**About this exercise**
What are the lines from the top of the entries through the one with "Target: howitzer main gun barrel"? Write them out exactly, with no pictures.
··· Data excerpts
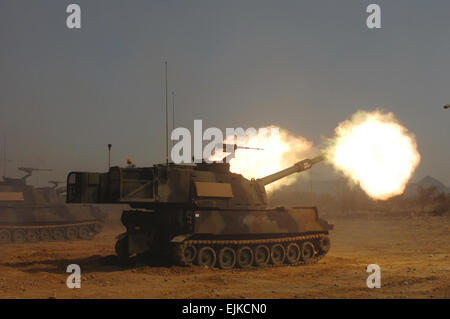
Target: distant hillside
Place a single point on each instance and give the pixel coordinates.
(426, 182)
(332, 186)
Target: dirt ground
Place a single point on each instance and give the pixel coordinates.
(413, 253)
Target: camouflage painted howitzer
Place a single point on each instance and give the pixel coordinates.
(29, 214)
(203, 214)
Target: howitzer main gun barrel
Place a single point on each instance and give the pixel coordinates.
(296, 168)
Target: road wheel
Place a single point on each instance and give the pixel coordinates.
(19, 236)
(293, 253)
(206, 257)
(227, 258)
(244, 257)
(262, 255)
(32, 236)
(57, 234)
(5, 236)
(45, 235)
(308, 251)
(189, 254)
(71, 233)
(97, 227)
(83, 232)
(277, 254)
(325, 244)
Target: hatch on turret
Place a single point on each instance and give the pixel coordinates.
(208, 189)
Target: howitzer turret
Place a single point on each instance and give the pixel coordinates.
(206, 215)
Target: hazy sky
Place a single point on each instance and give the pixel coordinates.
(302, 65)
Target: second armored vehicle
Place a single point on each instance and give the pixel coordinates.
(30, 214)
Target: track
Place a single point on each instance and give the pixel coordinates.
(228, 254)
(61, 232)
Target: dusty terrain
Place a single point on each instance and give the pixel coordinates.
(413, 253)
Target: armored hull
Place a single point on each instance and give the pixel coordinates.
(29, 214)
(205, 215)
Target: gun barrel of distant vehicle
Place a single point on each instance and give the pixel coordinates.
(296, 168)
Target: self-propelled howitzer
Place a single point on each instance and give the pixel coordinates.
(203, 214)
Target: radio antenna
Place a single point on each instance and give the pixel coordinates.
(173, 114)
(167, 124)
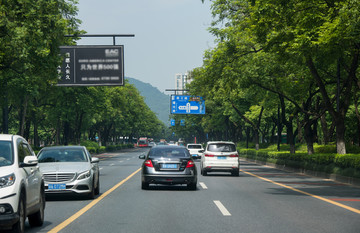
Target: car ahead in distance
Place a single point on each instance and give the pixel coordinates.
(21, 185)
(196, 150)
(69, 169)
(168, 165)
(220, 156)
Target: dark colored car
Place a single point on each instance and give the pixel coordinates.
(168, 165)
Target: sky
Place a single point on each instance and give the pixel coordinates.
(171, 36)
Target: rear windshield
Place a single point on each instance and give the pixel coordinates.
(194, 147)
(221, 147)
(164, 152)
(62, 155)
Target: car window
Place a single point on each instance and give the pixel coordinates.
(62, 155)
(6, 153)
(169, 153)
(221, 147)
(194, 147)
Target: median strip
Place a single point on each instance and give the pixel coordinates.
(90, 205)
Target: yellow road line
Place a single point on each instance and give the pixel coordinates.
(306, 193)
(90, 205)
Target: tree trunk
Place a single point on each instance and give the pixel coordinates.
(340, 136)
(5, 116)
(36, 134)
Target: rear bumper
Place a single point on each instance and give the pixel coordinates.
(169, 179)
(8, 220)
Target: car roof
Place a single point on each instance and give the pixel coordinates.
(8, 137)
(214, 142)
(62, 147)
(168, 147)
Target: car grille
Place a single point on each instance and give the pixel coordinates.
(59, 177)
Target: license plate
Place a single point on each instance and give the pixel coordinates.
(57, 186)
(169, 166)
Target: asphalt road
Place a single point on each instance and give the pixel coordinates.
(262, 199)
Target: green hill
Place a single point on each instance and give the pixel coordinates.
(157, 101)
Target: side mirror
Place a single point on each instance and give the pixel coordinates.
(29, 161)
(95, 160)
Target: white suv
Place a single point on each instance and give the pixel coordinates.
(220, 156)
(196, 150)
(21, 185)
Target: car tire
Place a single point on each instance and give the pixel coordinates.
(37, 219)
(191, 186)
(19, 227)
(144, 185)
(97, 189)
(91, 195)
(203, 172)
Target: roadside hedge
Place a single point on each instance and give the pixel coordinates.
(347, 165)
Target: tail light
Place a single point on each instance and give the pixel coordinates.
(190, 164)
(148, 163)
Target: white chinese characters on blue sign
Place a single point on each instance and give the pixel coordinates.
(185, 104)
······
**Task result**
Target: distant hillside
Place a single point on each instance and give the pixel coordinates.
(426, 182)
(332, 186)
Target: dirt ground
Place a single point on each instance and give the pixel coordinates.
(413, 253)
Target: camouflage painted howitzer
Place a single point on each instance and give the pixel coordinates.
(29, 214)
(203, 214)
Target: howitzer main gun barrel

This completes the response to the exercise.